▸ AIM
Copy every line of the data below word for word, leaving the pictures out of your answer.

Photo labels with bounding boxes:
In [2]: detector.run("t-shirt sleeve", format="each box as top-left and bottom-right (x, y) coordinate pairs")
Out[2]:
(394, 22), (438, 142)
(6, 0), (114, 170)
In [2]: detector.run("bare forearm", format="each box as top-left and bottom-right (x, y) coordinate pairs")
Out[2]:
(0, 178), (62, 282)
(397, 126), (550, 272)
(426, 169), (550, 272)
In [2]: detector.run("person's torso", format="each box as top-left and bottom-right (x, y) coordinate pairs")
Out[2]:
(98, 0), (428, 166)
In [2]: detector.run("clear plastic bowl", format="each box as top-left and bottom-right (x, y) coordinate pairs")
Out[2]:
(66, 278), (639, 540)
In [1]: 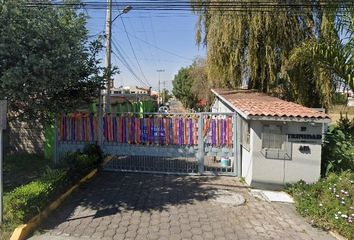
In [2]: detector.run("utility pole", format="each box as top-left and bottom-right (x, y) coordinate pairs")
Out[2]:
(103, 0), (132, 112)
(103, 0), (112, 112)
(156, 69), (165, 107)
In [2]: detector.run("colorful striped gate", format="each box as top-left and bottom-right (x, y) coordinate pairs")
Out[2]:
(57, 113), (237, 175)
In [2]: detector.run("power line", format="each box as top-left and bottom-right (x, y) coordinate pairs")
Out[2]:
(25, 0), (354, 12)
(121, 18), (150, 85)
(112, 39), (150, 87)
(121, 29), (193, 61)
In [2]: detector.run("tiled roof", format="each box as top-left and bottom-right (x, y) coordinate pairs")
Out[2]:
(212, 89), (329, 119)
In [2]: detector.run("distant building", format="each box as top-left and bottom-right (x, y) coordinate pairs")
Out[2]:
(111, 86), (151, 95)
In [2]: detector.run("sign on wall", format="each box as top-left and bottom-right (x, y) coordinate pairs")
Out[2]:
(288, 133), (322, 142)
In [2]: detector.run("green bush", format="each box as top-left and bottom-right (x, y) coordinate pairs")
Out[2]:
(321, 113), (354, 176)
(4, 168), (67, 225)
(64, 144), (103, 176)
(287, 171), (354, 239)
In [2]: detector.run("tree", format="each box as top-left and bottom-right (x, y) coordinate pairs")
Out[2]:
(189, 58), (213, 102)
(290, 5), (354, 93)
(0, 0), (103, 122)
(172, 58), (212, 108)
(172, 67), (197, 108)
(192, 0), (342, 107)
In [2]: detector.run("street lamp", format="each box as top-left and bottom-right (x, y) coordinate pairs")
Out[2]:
(156, 69), (165, 108)
(98, 3), (132, 146)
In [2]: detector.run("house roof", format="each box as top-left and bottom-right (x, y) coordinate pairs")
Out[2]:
(212, 89), (329, 120)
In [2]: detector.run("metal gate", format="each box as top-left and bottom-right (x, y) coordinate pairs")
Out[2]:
(57, 113), (237, 175)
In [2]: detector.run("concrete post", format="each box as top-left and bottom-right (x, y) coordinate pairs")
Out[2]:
(236, 113), (242, 177)
(53, 116), (59, 165)
(197, 113), (204, 175)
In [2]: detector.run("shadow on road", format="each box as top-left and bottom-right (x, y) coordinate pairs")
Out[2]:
(41, 172), (227, 229)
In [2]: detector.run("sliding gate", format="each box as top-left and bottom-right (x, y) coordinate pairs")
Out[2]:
(57, 113), (237, 175)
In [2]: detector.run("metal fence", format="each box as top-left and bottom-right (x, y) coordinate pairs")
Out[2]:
(56, 113), (237, 175)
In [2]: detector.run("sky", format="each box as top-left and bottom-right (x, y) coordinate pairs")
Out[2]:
(87, 1), (205, 90)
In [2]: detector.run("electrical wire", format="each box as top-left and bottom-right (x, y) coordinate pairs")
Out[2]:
(121, 18), (150, 85)
(25, 0), (354, 12)
(112, 39), (150, 87)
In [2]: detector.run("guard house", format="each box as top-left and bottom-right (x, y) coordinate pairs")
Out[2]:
(212, 89), (330, 187)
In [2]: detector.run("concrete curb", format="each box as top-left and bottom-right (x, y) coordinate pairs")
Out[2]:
(10, 169), (97, 240)
(329, 231), (348, 240)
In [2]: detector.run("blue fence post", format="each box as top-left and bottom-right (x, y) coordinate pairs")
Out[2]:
(53, 116), (59, 165)
(197, 113), (204, 175)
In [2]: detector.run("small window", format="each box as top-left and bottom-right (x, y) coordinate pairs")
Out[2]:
(262, 125), (284, 149)
(241, 118), (250, 151)
(262, 124), (292, 160)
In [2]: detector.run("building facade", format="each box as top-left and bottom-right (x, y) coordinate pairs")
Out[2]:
(212, 89), (330, 188)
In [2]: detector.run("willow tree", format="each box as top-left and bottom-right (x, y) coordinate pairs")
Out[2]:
(192, 0), (342, 106)
(290, 3), (354, 94)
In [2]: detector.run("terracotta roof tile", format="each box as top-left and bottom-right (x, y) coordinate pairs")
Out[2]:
(213, 89), (329, 119)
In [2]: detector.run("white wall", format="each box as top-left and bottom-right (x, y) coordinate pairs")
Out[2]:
(211, 98), (234, 113)
(212, 95), (323, 187)
(250, 121), (322, 186)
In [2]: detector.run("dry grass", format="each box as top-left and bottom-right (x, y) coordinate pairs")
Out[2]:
(328, 105), (354, 124)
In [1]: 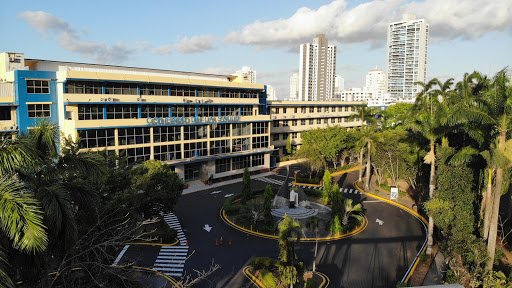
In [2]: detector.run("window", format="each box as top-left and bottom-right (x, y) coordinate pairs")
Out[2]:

▸ ANSWER TO THE PROBLEM
In [2]: detector.run("t-shirt sleeve", format="each box as top-left and bottom-right (x, y) coordinate pairs")
Out[2]:
(394, 22), (438, 142)
(6, 0), (114, 170)
In [2]: detector.run("bare forearm", format="each box as top-left and bottom-right (x, y) coordinate pairs")
Out[2]:
(0, 178), (62, 282)
(397, 126), (550, 272)
(426, 169), (550, 272)
In [2]: detector.run("person's torso", format="each box as top-left and bottom-right (x, y) coordinate pairs")
Out[2]:
(98, 0), (428, 166)
In [2]: detector.run("clear plastic bowl", format="each box as top-left and bottom-right (x, y) coordinate pairs")
Out[2]:
(66, 278), (639, 540)
In [1]: 
In [2]: detector.run("utility pole", format="each box as top-left and bottom-right (x, y) coordinate pairs")
Out[2]:
(103, 0), (132, 112)
(103, 0), (112, 112)
(156, 69), (165, 107)
In [2]: detector.run("colorful striped gate", format="each box as top-left and bottom-right (x, y) coordinate pairs")
Out[2]:
(57, 113), (237, 175)
In [2]: detector.run("power line", format="each box as top-left and bottom-right (x, y) coordinate pairs")
Out[2]:
(25, 0), (354, 12)
(121, 18), (150, 85)
(112, 39), (150, 87)
(121, 29), (193, 61)
In [2]: detector.run("tiled roof", format="each box as top-left and bottom-right (x, y) coordinate pairs")
Out[2]:
(212, 89), (329, 119)
In [2]: detector.run("distant building", format="each box as top-left and bottom-right (x, y) coordinate pairs")
Out[2]:
(111, 86), (151, 95)
In [2]: detector.run("sign on wall", format="each box as top-left and bottom-right (x, y) coordinate pairs")
Out[2]:
(288, 133), (322, 142)
In [2]: detector.run("green bush", format="each box as top-left and bottom-right (x, y) coordinate pairs")
Out[2]:
(321, 113), (354, 176)
(4, 168), (67, 225)
(64, 144), (103, 176)
(287, 171), (354, 239)
In [2]: detector.run("tree", format="each box as top-left and bottom-right (x, y) coordinate pairs")
Out[2]:
(189, 58), (213, 102)
(290, 5), (354, 93)
(0, 0), (103, 122)
(172, 58), (212, 108)
(172, 67), (197, 108)
(192, 0), (342, 107)
In [2]: detector.run("street lamp", format="each box as top-left and bottom-right (x, y) coordinate pairs")
Out[2]:
(156, 69), (165, 108)
(98, 3), (132, 146)
In [2]: detector.run("house roof", format="each box as top-left and bottom-right (x, y) coordinate pairs")
Out[2]:
(212, 89), (329, 120)
In [2]: detector.run("metal gate", format="each box as top-left and bottom-right (x, y) coordinate pairs")
Out[2]:
(57, 113), (237, 175)
In [2]: detector.run("concrete post", format="each box as top-left and bottom-right (x, y) coordinate pairs")
Out[2]:
(236, 113), (242, 177)
(53, 116), (59, 165)
(197, 113), (204, 175)
In [2]: detector.run("shadow on road", format="each box as top-left and bottom-right (x, y) coordinate pairs")
Out[2]:
(41, 172), (227, 229)
In [2]: detector.run("sliding gate", format="each box as top-left and bottom-right (x, y) coordinate pairs")
Out[2]:
(57, 113), (237, 175)
In [2]: detector.run("metal fence", format="each box as top-left and bottom-right (x, y) coordinate pairs")
Out[2]:
(56, 113), (237, 175)
In [2]: detector.run("sky", format="each box as top-left and bottom-right (x, y) coordinate pairs")
Out[2]:
(87, 1), (205, 90)
In [2]: detector.run("electrical wire", format="each box as top-left and bottom-right (x, y) coordinate pairs")
Out[2]:
(121, 18), (150, 85)
(25, 0), (354, 12)
(112, 39), (150, 87)
In [2]: detector.run("guard house", format="each box as top-left and bottom-right (x, y) coordinate pairs")
Out[2]:
(212, 89), (330, 187)
In [2]: detector.run("concrete curb", format="each box as top-left and bottom-right (x, y) coordinate pairs")
Out[2]:
(10, 169), (97, 240)
(329, 231), (348, 240)
In [2]: detector.run("blue fence post", format="each box as top-left and bottom-right (x, y) coordinate pairs")
Out[2]:
(53, 116), (59, 165)
(197, 113), (204, 175)
In [2]: detector.run("small window", format="each box as top-left and bottom-right (x, y) coordinate pairs")
Out[2]:
(262, 125), (284, 149)
(241, 118), (250, 151)
(262, 124), (292, 160)
In [2]: detector.run("building facade", format="each box as top-left and bottom-right (x, y) coordinate pairs")
Out[2]:
(212, 89), (330, 188)
In [2]: detector.run("willow tree", format="each box as top-left and bottom-right (x, y) coordinate pairs")
Out[2]:
(192, 0), (342, 106)
(290, 3), (354, 94)
In [2]: detector.run("terracotta roof tile", format="each box as top-left and bottom-right (x, y) coordinate pairs")
Out[2]:
(213, 89), (329, 119)
In [2]: detector.run("white wall", format="each box as top-left and bottom-right (x, y) coordinate pairs")
Out[2]:
(211, 98), (234, 113)
(212, 95), (323, 187)
(250, 121), (322, 186)
In [2]: detector.run("dry grass", format="each box as top-left and bottom-right (x, y) coordinate pairs")
Out[2]:
(328, 105), (354, 124)
In [1]: 
In [2]: detector.run("window", format="each box as top-left and bottom-right (x, y) coordinate pairs")
Out[2]:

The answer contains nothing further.